ASSIGNMENT:
Give back all of the data exactly. Leave nothing out.
# # # #
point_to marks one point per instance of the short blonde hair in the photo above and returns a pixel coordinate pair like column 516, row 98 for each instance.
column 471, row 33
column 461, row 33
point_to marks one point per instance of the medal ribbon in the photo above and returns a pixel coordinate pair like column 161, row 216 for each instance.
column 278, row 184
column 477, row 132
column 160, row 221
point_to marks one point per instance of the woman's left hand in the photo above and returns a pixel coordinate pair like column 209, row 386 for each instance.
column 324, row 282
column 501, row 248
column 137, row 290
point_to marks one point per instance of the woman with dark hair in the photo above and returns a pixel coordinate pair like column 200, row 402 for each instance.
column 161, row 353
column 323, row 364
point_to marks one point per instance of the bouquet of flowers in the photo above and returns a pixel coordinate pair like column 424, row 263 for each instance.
# # # #
PROBLEM SOLUTION:
point_to marks one point per instance of the short blonde hair in the photo above and returns a pixel coordinate pair like column 516, row 98 for each instance.
column 471, row 33
column 461, row 33
point_to marks one point per instance of the medal ribbon in the photo above and returns a pixel coordinate pair like column 161, row 216 for each instance.
column 278, row 184
column 477, row 132
column 160, row 221
point_to marks one point per instance of the woman's left hand in the photo above and returns a pixel coordinate pair like column 209, row 386 for each instance.
column 324, row 282
column 501, row 248
column 137, row 290
point_to marks one point per instance of the woman with dark hair in the photo above and returns a pixel coordinate pair like column 200, row 402 for each instance.
column 161, row 353
column 323, row 364
point_to marks one point per instance of the bouquet of flowers in the photo above and returns a pixel coordinate pair like column 424, row 263 for each instance.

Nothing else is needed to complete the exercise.